| Point-per-instance localization data |
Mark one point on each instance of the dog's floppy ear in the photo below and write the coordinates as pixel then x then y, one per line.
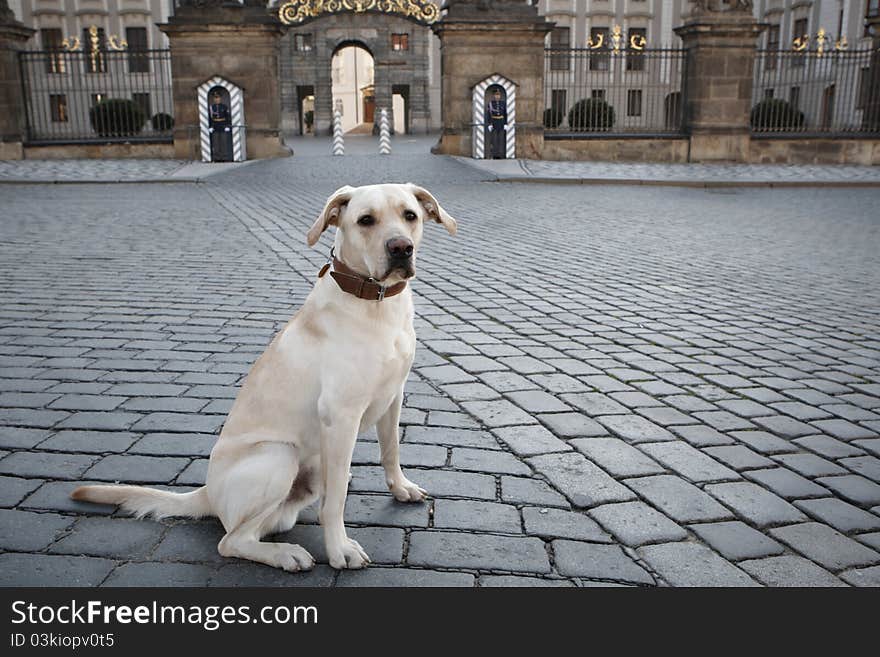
pixel 433 208
pixel 330 214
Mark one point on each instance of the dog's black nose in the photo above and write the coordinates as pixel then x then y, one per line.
pixel 399 248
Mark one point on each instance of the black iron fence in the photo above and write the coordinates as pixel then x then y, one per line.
pixel 100 96
pixel 814 93
pixel 605 92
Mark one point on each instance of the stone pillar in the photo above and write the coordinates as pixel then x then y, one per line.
pixel 13 36
pixel 240 43
pixel 479 38
pixel 871 116
pixel 721 38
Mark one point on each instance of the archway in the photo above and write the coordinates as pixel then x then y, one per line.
pixel 352 70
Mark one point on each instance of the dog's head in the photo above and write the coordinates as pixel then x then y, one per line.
pixel 379 227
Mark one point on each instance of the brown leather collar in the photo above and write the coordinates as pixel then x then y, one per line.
pixel 362 287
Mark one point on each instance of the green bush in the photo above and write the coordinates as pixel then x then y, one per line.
pixel 591 114
pixel 775 114
pixel 162 122
pixel 553 117
pixel 117 117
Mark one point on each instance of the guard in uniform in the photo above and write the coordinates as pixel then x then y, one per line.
pixel 220 127
pixel 496 122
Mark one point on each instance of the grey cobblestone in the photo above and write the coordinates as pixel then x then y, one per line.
pixel 607 562
pixel 789 570
pixel 670 363
pixel 825 546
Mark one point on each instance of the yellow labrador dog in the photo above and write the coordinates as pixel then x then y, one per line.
pixel 337 368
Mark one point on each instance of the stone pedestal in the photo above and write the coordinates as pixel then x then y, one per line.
pixel 13 36
pixel 240 44
pixel 720 72
pixel 477 40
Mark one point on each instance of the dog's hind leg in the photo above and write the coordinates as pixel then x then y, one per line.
pixel 250 497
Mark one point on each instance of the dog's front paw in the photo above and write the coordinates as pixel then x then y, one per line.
pixel 406 491
pixel 349 555
pixel 294 558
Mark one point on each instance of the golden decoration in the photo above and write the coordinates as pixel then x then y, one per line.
pixel 637 42
pixel 297 11
pixel 616 38
pixel 823 43
pixel 73 44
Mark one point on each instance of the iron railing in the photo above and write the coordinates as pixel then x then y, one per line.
pixel 601 92
pixel 814 93
pixel 67 92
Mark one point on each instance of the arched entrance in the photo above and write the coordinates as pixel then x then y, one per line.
pixel 352 71
pixel 406 71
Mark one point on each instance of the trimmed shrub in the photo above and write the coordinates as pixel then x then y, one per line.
pixel 162 122
pixel 553 117
pixel 775 114
pixel 591 114
pixel 117 117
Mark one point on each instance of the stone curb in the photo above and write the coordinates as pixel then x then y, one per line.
pixel 684 183
pixel 132 181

| Exercise prompt |
Only the lines from the one with "Mark one point on each instance of the trimmed" through the final line above belong in the answer, each reproduced word for word.

| Response for this exercise |
Mark one point on each instance of the trimmed shrub in the photo above and write the coordinates as pixel then x then y, one per line.
pixel 162 122
pixel 553 117
pixel 775 114
pixel 591 114
pixel 117 117
Mark one point on each instance of the stone curb in the photo above and write the coordinates as pixel then x then y, one per line.
pixel 684 183
pixel 132 181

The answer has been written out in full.